Written exercise
Put each line of the material into a numbered list, from the line containing "Where can the wooden dining" through the last line, inclusive, and leave out any blank lines.

Raw data
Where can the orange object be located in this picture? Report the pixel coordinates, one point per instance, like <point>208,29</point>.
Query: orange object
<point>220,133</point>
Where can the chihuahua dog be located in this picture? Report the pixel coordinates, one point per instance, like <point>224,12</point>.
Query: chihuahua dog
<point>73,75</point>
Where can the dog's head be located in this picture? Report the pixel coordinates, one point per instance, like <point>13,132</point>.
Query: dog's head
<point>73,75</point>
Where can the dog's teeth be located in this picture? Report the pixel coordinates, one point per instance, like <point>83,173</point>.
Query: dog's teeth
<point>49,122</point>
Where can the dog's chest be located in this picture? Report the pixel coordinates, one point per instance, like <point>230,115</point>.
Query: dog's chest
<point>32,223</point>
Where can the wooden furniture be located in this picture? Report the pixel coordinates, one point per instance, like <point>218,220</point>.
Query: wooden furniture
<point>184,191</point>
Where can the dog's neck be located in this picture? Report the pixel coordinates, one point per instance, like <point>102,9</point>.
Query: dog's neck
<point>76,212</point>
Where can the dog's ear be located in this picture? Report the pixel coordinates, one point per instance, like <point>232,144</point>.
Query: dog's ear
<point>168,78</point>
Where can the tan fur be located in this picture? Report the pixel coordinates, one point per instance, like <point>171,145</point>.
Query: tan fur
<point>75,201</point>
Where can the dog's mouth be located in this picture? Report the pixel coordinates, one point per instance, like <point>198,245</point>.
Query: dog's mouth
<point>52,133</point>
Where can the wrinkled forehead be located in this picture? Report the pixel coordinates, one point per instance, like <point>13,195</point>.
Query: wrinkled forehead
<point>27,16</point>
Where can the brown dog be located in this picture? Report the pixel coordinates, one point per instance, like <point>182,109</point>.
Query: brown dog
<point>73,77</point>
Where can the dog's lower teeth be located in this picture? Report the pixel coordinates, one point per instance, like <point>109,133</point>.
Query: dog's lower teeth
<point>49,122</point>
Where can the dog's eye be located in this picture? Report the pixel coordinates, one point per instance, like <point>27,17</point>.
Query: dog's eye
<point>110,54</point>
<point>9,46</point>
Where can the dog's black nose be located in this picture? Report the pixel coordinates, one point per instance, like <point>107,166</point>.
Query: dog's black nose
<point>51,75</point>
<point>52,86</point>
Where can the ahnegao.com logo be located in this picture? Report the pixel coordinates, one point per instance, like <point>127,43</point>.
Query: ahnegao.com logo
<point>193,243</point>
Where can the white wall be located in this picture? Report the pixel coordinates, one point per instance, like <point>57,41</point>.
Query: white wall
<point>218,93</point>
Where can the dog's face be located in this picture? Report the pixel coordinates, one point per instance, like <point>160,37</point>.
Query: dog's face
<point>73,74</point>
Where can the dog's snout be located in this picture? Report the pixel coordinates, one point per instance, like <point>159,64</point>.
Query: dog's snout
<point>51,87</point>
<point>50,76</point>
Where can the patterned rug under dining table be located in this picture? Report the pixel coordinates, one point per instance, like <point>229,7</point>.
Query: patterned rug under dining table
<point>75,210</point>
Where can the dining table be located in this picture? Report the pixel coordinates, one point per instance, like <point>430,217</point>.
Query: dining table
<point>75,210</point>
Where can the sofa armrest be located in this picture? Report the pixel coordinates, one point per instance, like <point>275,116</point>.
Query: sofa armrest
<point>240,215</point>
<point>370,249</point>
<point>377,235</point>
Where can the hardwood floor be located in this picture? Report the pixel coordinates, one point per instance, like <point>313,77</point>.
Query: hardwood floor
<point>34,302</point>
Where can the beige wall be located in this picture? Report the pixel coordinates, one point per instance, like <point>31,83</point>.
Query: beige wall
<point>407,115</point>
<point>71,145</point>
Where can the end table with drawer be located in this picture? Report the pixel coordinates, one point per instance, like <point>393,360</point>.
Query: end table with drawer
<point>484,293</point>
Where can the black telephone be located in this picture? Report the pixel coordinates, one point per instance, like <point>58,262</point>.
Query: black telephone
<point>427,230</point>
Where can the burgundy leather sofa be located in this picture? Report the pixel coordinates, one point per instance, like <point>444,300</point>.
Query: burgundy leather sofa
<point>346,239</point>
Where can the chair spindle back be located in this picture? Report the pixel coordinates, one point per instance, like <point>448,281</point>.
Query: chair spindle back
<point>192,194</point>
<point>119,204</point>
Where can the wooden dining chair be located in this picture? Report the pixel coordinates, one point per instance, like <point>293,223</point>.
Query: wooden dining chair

Written solution
1. Where can the wooden dining chair be located in this picture? Report the pixel coordinates, one point per instance, like <point>293,223</point>.
2. Query: wooden dining chair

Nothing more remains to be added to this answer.